-- BEGIN --
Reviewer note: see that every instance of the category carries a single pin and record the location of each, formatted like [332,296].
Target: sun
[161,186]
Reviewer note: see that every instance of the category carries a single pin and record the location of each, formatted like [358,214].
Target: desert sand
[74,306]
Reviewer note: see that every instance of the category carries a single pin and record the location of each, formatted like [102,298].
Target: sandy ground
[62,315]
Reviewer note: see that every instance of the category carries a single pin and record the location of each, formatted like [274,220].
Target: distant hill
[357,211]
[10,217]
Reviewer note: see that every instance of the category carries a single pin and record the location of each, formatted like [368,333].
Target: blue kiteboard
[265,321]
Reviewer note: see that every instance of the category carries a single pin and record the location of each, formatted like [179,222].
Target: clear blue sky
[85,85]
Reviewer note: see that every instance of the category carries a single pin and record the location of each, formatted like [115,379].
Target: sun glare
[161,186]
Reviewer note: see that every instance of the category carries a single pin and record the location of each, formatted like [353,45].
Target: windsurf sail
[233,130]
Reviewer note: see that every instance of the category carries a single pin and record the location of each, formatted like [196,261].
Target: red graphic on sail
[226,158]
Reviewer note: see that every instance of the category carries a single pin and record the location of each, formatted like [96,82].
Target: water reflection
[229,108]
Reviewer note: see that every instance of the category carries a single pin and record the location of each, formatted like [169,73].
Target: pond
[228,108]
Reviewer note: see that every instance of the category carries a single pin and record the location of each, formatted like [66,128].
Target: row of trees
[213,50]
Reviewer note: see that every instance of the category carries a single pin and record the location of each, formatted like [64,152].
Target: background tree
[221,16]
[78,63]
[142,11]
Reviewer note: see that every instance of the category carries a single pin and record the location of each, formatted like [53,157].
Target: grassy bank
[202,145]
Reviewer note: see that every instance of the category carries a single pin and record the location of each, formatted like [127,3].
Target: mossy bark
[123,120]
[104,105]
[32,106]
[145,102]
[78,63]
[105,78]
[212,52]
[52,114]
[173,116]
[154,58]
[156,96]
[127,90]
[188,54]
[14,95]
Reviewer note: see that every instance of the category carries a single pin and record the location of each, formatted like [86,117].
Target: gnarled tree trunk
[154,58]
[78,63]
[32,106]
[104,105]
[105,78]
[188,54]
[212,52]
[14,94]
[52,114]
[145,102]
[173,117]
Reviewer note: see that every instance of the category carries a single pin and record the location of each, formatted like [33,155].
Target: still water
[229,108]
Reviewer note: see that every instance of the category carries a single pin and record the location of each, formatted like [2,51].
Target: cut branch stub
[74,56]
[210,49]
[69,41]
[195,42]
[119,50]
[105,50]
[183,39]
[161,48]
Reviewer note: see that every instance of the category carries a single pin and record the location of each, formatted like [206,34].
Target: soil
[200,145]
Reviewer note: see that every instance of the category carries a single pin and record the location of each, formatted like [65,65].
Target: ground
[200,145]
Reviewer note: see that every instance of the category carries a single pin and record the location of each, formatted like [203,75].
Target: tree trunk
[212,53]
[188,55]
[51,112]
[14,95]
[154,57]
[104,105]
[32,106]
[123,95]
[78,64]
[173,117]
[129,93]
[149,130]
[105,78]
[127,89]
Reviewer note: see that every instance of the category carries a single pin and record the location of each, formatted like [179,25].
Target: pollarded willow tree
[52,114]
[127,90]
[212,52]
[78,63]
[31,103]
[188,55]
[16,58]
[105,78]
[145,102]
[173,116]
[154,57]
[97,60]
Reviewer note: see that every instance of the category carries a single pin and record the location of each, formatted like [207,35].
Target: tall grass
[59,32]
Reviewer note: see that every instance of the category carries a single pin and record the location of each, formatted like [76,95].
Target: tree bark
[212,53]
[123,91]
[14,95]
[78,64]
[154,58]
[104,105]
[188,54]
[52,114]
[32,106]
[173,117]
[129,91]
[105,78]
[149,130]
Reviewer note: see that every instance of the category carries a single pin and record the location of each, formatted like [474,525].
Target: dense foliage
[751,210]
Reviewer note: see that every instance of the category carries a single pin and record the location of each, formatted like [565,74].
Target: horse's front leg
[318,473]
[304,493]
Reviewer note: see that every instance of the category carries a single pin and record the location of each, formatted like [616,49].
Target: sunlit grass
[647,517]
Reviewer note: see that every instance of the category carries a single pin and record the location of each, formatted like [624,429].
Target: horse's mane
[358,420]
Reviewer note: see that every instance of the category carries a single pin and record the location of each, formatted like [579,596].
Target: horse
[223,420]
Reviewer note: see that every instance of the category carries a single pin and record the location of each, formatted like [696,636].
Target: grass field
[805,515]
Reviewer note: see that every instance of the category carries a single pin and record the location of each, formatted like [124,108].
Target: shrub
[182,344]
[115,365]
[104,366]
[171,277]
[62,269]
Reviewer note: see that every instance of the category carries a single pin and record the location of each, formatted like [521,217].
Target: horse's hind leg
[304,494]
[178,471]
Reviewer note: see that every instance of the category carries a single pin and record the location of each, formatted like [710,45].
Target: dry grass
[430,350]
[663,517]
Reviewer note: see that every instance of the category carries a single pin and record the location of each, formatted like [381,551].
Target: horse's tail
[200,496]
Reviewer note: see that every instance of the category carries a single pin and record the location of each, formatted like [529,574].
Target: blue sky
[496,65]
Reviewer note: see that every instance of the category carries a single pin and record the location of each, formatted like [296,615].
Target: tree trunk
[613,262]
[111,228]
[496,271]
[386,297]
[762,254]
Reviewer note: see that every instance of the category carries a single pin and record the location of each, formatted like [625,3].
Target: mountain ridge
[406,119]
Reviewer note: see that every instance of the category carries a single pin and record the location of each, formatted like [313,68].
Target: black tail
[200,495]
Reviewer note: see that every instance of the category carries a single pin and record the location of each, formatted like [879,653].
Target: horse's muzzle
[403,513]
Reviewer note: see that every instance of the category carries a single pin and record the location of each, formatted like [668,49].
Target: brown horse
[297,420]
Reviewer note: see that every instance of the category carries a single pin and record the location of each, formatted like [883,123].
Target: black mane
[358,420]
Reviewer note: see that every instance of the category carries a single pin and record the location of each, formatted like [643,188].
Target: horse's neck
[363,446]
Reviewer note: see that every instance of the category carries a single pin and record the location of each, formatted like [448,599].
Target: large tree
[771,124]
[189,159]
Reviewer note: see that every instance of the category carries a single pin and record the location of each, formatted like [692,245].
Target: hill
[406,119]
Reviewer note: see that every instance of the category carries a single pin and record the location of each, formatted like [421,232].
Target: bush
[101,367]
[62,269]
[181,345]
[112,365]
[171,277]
-- END --
Reproduce all of the data above word for word, changing nothing.

> _Answer to this problem_:
Reviewer note: see that every instance of the category carries a single pin and record the location of each, formatted like [332,296].
Target: sun
[161,186]
Reviewer note: see that every instance of the category carries a single pin and record the location of each, formatted like [358,214].
Target: desert sand
[74,306]
Reviewer note: see that every instance of the category carries a single pin and record the location of each, formatted like [102,298].
Target: sandy ground
[62,315]
Reviewer note: see that every instance of the category carries a single pin and record the location of each, formatted like [274,220].
Target: distant hill
[357,211]
[10,217]
Reviewer note: see that every instance of the category carries a single pin and record the location of each, formatted like [368,333].
Target: blue kiteboard
[265,321]
Reviewer note: see that every instance of the category carries a single pin and record the location of each, formatted like [179,222].
Target: clear blue sky
[85,85]
Reviewer note: see that every instance of the category carries a single pin and record the location of each, formatted like [115,379].
Target: sun glare
[161,186]
Reviewer note: see that every instance of the category carries a single pin and record the location of each, formatted like [353,45].
Target: windsurf sail
[233,130]
Reviewer note: see that every instance of the category carries a single pin and record the location of each, formatted like [196,261].
Target: red graphic on sail
[226,158]
Reviewer note: see that every instance of the category carries a single pin and record the location of each, formatted like [96,82].
Target: water reflection
[229,108]
Reviewer note: see that every instance of the category carries a single pin and record the location of each, formatted like [169,73].
Target: pond
[228,108]
Reviewer note: see that every instance of the category carries a single pin and record the location of each, formatted like [66,128].
Target: row of trees
[213,50]
Reviewer note: see that every instance of the category carries a single pin and record the location of each, formatted like [64,152].
Target: background tree
[221,16]
[78,63]
[142,11]
Reviewer note: see that every instance of the category carries a single pin and record the location of each, formatted like [53,157].
Target: grassy bank
[202,145]
Reviewer note: see that every instance of the category carries a single pin and record the location of each, formatted like [127,3].
Target: mossy bark
[123,120]
[104,105]
[32,106]
[145,102]
[78,63]
[105,78]
[212,52]
[52,114]
[173,116]
[154,58]
[156,96]
[127,90]
[188,54]
[14,95]
Reviewer note: see that every instance of the category carries a single pin and record the location of each, formatted like [86,117].
Target: gnarled tree trunk
[154,58]
[78,63]
[32,106]
[104,105]
[105,78]
[188,54]
[212,52]
[14,94]
[52,114]
[145,102]
[173,117]
Reviewer note: see that every instance of the category carries a single pin and record the location of each, formatted like [33,155].
Target: still water
[229,108]
Reviewer note: see that every instance of the category carries a single pin and record the location of each, formatted like [2,51].
Target: cut branch stub
[74,56]
[210,49]
[69,41]
[195,42]
[119,50]
[105,50]
[183,39]
[161,48]
Reviewer note: see that every instance of the category carries a single pin and record the location of each, formatted like [206,34].
Target: soil
[200,145]
Reviewer note: see that every instance of the category carries a single pin and record the location of each, formatted like [65,65].
Target: ground
[200,145]
Reviewer note: see that every instance of the category carries a single pin and record the location of each, formatted like [203,75].
Target: tree trunk
[212,53]
[188,55]
[51,112]
[14,95]
[154,57]
[104,105]
[32,106]
[123,95]
[78,64]
[173,117]
[129,93]
[149,130]
[105,78]
[127,89]
Reviewer note: see that every instance of the category carries a single pin and record the location of each, formatted like [179,25].
Target: pollarded willow tree
[52,114]
[127,90]
[212,52]
[78,63]
[31,103]
[188,55]
[16,58]
[105,78]
[145,102]
[173,116]
[154,57]
[97,60]
Reviewer note: see that every instance of the category carries a single pin and record the location of each, formatted like [207,35].
Target: tall grass
[59,32]
Reviewer note: see that every instance of the category carries a single pin and record the location of each, formatted like [76,95].
Target: tree bark
[212,53]
[123,91]
[14,95]
[78,64]
[154,58]
[104,105]
[188,54]
[52,114]
[32,106]
[173,117]
[129,91]
[105,78]
[149,130]
Reviewer note: see that every instance of the category carries a single pin and record the location of each, formatted like [474,525].
Target: dense foliage
[751,210]
Reviewer note: see that every instance of the category carries a single pin and record the location of each, formatted like [565,74].
Target: horse's front leg
[318,473]
[304,493]
Reviewer note: see that every instance of the category carries a single pin and record the location of each, formatted like [616,49].
Target: sunlit grass
[647,517]
Reviewer note: see that every instance of the category carries a single pin and record the location of each, formatted like [624,429].
Target: horse's mane
[358,420]
Reviewer note: see that every instance of the category carries a single pin and record the location of each, formatted like [579,596].
Target: horse
[223,420]
Reviewer note: see that every instance of the category carries a single pin and record the location of each, formatted like [696,636].
Target: grass field
[805,515]
Reviewer note: see that every instance of the category carries a single pin and record the location of each, formatted like [124,108].
Target: shrub
[182,344]
[115,365]
[104,366]
[171,277]
[62,269]
Reviewer note: see that every instance of the category carries a single pin and record the location of each, formatted like [521,217].
Target: horse's hind leg
[304,494]
[178,471]
Reviewer note: see that every instance of the category carries a single pin and record the location of each, formatted like [710,45].
Target: dry grass
[430,350]
[663,517]
Reviewer note: see that every instance of the category carries a single pin and record the location of each, formatted like [381,551].
Target: horse's tail
[200,496]
Reviewer note: see that every instance of the category carries a single pin and record the location of each, formatted like [529,574].
Target: blue sky
[496,65]
Reviewer note: see that every instance of the category carries a single pin and record the location of each, formatted like [296,615].
Target: tree trunk
[613,262]
[111,228]
[496,271]
[386,297]
[762,254]
Reviewer note: see that every instance of the category carries a single pin and record the location of each, formatted like [625,3].
Target: mountain ridge
[406,119]
Reviewer note: see that every instance of the category carries a single pin and record the location of each, formatted like [313,68].
Target: black tail
[200,495]
Reviewer note: see that every instance of the category carries a single pin and record the location of each, formatted like [879,653].
Target: horse's muzzle
[403,513]
Reviewer note: see that every instance of the category carries a single pin and record the location of each, formatted like [668,49].
Target: brown horse
[297,420]
Reviewer note: see that every instance of the category carries a single pin and record the location of each, formatted like [883,123].
Target: black mane
[358,420]
Reviewer note: see that every instance of the category carries a single pin and record the location of each, formatted like [643,188].
Target: horse's neck
[363,446]
Reviewer note: see that every instance of the category carries a single pin and record the location of each, formatted like [448,599].
Target: large tree
[771,124]
[189,159]
Reviewer note: see that every instance of the category carries a single pin and record the location of each, formatted like [692,245].
Target: hill
[406,119]
Reviewer note: see that every instance of the category carries a single pin and record the location of each, formatted like [421,232].
Target: bush
[101,367]
[62,269]
[181,345]
[112,365]
[171,277]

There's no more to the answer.